(Data records)
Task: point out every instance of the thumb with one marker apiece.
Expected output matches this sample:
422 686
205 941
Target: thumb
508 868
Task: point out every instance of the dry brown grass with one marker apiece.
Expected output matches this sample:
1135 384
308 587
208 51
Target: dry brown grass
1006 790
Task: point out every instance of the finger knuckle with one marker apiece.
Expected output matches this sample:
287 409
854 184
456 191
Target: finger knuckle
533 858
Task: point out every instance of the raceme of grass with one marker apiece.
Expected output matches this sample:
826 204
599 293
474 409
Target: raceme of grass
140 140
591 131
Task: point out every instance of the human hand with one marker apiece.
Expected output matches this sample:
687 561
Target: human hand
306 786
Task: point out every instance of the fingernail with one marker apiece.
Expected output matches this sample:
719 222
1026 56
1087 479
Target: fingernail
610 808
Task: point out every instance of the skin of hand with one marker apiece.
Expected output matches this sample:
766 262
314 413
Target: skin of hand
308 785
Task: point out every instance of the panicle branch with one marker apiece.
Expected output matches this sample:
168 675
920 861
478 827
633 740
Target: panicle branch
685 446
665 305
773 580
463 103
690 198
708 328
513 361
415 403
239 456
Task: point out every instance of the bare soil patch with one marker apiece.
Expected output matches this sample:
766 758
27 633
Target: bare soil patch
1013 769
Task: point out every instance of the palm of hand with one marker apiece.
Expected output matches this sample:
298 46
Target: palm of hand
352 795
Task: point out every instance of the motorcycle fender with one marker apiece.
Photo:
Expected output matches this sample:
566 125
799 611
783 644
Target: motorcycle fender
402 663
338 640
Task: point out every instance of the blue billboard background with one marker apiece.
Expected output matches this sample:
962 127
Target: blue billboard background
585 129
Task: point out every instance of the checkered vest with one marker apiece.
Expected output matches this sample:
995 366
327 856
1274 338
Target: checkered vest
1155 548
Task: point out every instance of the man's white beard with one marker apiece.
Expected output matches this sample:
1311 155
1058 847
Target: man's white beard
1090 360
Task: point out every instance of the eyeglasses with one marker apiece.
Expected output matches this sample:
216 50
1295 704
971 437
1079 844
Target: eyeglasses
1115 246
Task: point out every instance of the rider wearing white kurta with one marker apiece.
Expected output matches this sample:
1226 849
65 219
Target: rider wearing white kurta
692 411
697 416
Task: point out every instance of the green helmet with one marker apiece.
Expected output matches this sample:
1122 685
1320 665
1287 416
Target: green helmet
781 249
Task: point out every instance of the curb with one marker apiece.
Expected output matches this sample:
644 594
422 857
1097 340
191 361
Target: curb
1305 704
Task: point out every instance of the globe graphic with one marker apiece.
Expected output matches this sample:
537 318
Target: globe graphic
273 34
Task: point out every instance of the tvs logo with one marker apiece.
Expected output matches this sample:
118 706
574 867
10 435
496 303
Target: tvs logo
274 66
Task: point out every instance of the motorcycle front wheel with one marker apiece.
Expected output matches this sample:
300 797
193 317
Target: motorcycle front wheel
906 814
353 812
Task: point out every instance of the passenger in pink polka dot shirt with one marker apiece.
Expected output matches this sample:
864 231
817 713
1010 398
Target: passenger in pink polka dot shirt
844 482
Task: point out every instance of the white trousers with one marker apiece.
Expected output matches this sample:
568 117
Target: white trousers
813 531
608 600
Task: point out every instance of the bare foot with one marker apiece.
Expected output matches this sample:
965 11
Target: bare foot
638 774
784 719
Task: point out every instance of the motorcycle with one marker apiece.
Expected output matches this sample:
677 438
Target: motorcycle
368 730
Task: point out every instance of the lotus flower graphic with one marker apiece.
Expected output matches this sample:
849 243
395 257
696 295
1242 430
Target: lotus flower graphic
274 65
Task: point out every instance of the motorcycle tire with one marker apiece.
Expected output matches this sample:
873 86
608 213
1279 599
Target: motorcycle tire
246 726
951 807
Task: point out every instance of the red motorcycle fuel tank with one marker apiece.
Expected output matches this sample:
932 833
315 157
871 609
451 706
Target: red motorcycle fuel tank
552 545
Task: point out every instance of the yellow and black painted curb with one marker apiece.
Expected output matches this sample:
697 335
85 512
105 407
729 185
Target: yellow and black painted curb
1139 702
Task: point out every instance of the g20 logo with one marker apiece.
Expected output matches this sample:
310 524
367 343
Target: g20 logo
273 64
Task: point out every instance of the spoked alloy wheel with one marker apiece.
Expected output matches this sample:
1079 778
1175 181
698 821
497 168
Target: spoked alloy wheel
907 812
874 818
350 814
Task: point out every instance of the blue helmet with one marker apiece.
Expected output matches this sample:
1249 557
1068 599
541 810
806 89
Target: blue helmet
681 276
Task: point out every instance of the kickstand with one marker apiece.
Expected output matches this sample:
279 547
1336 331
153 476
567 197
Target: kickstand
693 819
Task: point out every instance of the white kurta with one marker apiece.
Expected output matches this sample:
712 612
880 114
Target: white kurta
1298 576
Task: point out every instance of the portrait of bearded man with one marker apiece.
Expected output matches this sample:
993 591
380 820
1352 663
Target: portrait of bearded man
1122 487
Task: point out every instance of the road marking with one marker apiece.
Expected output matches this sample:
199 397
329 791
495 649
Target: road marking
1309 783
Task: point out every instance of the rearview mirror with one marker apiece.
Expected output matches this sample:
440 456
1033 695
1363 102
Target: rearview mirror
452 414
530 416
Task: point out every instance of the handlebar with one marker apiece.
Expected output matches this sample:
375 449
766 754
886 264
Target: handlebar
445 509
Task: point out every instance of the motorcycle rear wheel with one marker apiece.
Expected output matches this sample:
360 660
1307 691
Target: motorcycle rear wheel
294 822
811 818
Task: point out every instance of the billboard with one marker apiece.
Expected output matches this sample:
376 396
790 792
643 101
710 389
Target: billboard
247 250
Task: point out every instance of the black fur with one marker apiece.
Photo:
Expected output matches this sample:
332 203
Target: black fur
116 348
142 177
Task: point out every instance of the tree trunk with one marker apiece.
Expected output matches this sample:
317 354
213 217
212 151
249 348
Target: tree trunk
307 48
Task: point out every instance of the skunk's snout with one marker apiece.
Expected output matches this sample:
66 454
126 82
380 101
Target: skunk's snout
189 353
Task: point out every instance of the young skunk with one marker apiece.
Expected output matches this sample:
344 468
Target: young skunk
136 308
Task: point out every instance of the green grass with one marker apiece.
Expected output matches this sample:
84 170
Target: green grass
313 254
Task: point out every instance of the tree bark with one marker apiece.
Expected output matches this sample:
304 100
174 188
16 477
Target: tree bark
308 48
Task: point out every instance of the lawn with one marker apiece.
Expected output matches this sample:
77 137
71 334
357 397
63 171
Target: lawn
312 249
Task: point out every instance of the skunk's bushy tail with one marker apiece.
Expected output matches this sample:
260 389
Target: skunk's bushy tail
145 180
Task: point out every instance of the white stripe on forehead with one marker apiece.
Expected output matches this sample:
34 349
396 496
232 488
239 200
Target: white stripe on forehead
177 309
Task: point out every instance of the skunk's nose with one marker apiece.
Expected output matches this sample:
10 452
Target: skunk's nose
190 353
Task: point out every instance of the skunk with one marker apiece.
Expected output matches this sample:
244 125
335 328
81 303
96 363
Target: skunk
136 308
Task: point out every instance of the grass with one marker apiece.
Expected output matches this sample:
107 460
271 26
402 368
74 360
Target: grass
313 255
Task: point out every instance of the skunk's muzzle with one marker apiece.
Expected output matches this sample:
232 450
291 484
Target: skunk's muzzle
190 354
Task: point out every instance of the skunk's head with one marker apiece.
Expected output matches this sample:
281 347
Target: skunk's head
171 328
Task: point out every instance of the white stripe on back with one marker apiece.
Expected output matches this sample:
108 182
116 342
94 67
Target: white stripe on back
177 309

**Task to carry out**
Copy out every line from the one containing "Task: point out every instance of the tree bark" through the last of the records, both ends included and requests kept. Shift each answer point by adding 21 to both of its coordinates.

**The answer**
Task: point out every instance of the tree bark with one marker apiece.
Expected output matches this sample:
304 100
174 188
16 477
Target: tree bark
329 69
Task: point out every instance of the lawn with one marker apiece.
Expected output matches this sample:
77 137
71 334
357 397
63 171
Target: lawn
333 270
Task: point out every instance of the skunk's bushy tail with one marker apiece.
Expected output matches this sample:
260 389
Target: skunk's bushy tail
166 201
Task: point out every instance of the white stripe on forehead with one marker apiece.
Expected output matches this sample:
34 349
396 496
232 488
239 200
Target: white stripe on forehead
198 330
Task: point out every instance of the skunk's nose with one marker apiece.
Expected output matches this sample:
10 452
Target: skunk's nose
211 374
Task: point out every instance of the skunk with one marker apiece.
Expected output matches this sample:
244 125
335 328
81 303
96 363
Target: skunk
157 329
Task: point out every instance of the grass with one marker apiece.
Expected output matches this sample:
107 460
271 26
402 368
74 360
Target: grass
334 276
Task: point out every instance of the skunk's muzzle with one marker apiece.
Expected output matches this sample:
232 450
291 484
Target: skunk's muzzle
211 375
Task: point out every instance of the skunk's head with one marker apiece.
Expected output matches this sample:
281 347
Target: skunk's head
192 349
Task: point out every instance of the white stripe on back with one marker apiece.
Expected output matches this sample:
108 182
116 342
94 67
Target: white stripe on back
198 330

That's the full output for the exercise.